_Selection_.
>> start
# Passport details change. Is form 929 sufficient?



## hitesh (Nov 17, 2012)

Guys!!

Need your help again!!

I had submitted my visa application last month and CO has been allocated to my case. However, when I applied for PCC, I was told that my wife's name should be endorsed on my passport to get PCC. Then I applied for re-issue of passport (under Tatkal) and now I have my new passport with me. 
How should I inform this to CO? Is form 929 sufficient for this?

I have another query. Under section D 'Part D – New passport details'. What should I answer for point 18 '18 Details of other passport(s) held by the applicant/visa holder'. Do I need to enter old passport details here?

Thanks!!


----------



## hitesh (Nov 17, 2012)

hitesh said:


> Guys!!
> 
> Need your help again!!
> 
> ...


Guys, Still waiting for the reply.. please help!!


----------



## girlaussie (Nov 21, 2012)

Hi

1: Form 929 is the right form. 

2: For Point 18: Details of other passport(s) held by the applicant/visa holder'. Do I need to enter old passport details here?

You can call your CO and confirm this but I think you need to enter old passport detail. 

Good Luck!!

Girl Aussie


----------



## hitesh (Nov 17, 2012)

girlaussie said:


> Hi
> 
> 1: Form 929 is the right form.
> 
> ...


Thanks dear!! much appreciated!!


----------



## miteshm82 (Aug 20, 2013)

hitesh said:


> Thanks dear!! much appreciated!!


Hi Hitesh,

What did you write in the "At which office was the application lodged"?

I am in same situation of passport details change to endorse my wife's name for PCC.


----------
>> end
Pointing dataset excerpts
>> start
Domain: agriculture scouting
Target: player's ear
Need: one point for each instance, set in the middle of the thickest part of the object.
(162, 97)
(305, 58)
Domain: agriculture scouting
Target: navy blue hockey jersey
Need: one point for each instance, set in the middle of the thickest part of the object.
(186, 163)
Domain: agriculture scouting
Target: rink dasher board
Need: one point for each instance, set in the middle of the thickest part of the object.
>> end
_Objective A_. Reproduce the forum thread starting with "What did you" and going on through "name for PCC.", substituting "police clearance certificate" for "PCC".
_Objective B_. For each statement, answer yes or no according to the forum thread and quote the words that decide it: (i) girlaussie says form 929 is the correct form. (ii) hitesh applied for the passport re-issue under the normal scheme. (iii) girlaussie suggests calling the CO to confirm.
_Objective C_. According to the forum thread, what did hitesh learn had to be endorsed on his passport to get PCC?
Answer using only the forum thread, not the listing.

_Result A_.
What did you write in the "At which office was the application lodged"?

I am in same situation of passport details change to endorse my wife's name for police clearance certificate.

_Result B_.
(i) Yes: "Form 929 is the right form."
(ii) No: "Then I applied for re-issue of passport (under Tatkal)"
(iii) Yes: "You can call your CO and confirm this"

_Result C_. His wife's name.